▶ [STATED GOAL]:
Could you edit the material below so that every "a single space" reads "one space" throughout, with nothing else changed?

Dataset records
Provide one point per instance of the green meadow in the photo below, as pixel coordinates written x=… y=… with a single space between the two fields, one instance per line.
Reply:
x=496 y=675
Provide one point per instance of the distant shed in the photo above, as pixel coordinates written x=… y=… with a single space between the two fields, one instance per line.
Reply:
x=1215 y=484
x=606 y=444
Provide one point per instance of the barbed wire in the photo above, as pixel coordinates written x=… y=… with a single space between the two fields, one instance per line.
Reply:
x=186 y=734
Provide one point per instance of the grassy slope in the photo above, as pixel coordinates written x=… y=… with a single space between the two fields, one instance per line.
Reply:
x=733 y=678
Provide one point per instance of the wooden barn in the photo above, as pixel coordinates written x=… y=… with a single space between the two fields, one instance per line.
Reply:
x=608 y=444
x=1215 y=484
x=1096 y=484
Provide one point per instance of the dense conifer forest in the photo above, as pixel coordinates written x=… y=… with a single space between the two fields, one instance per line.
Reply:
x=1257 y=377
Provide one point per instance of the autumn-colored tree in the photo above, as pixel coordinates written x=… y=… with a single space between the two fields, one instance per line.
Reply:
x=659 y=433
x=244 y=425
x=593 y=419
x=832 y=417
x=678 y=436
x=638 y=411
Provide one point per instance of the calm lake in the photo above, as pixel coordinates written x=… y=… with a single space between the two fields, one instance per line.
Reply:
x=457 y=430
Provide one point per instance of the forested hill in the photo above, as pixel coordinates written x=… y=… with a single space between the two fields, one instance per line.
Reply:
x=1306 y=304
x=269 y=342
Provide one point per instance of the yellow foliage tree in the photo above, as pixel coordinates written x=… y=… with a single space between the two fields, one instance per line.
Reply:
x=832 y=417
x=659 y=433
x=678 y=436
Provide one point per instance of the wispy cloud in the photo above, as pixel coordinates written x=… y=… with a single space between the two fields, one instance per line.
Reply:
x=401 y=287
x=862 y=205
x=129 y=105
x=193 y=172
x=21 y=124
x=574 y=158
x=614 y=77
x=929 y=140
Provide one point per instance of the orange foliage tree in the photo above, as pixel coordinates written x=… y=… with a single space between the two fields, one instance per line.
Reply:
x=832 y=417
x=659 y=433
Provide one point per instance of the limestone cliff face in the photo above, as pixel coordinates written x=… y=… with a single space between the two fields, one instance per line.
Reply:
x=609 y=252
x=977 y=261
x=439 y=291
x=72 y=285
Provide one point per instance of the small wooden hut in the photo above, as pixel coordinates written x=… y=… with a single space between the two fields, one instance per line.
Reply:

▶ [EXERCISE RESPONSE]:
Provide one point per instance of the green meadow in the photo below, as pixel coordinates written x=… y=… with one space between the two fields, one instance per line.
Reply:
x=496 y=675
Provide one point per instance of the distant shed in the photo above, as pixel coordinates written x=… y=… with one space between the two fields, one instance per line.
Reply:
x=1215 y=484
x=606 y=444
Provide one point per instance of the barbed wire in the photo above, as pixel coordinates written x=… y=… with one space between the two fields, one instance per line.
Reply:
x=186 y=734
Provide one point per instance of the grassy slope in the photo above, as pixel coordinates written x=… y=… with one space between the two fields, one instance per line.
Reply:
x=733 y=678
Provide one point per instance of the wooden barn in the photo above, as pixel coordinates written x=… y=… with one space between the two fields, one instance per line.
Reply:
x=608 y=444
x=1215 y=484
x=1096 y=484
Provide one point per instance of the dense conifer forest in the photo above, as pixel coordinates written x=… y=… with one space between the two fields, one instance per line.
Reply:
x=1257 y=377
Provide one point per instance of the autumn-colored tree in the photo above, as pixel coordinates written x=… y=… with one space between the two fields, one instance per line.
Reply:
x=659 y=433
x=244 y=425
x=593 y=419
x=832 y=417
x=678 y=436
x=638 y=411
Provide one point per instance of the calm lake in the photo above, as pixel coordinates written x=… y=… with one space between the two fields, one instance per line.
Reply:
x=457 y=430
Provide one point per instance of the forested hill in the photo above, as pixel coordinates written x=… y=… with one space between the two fields, one instance per line.
Reply:
x=1306 y=304
x=269 y=342
Provide one point per instance of the yellow foliage tree in the photo above, as pixel coordinates written x=… y=… with one space between the two fields, one instance per line.
Reply:
x=832 y=417
x=659 y=433
x=678 y=436
Provide one point per instance of the wispy cloud in the photo above, as pixel coordinates written x=… y=… with one space between the two fields, one instance per line.
Reply:
x=401 y=287
x=862 y=205
x=129 y=105
x=193 y=172
x=21 y=124
x=574 y=158
x=614 y=77
x=929 y=140
Provide one point per instance of the orange foliage tree in the photo above, as pixel coordinates written x=… y=… with one space between the two fields, one instance per line.
Reply:
x=832 y=417
x=659 y=433
Provide one point per instance of the limestone cliff face in the photo above, as pixel coordinates written x=… y=… with one space between the two fields, one instance per line.
Reply:
x=609 y=252
x=977 y=261
x=439 y=291
x=72 y=285
Provide one point per instance of the small wooden hut in the photo above, as pixel coordinates written x=… y=… with one space between the two fields, one instance per line.
Reply:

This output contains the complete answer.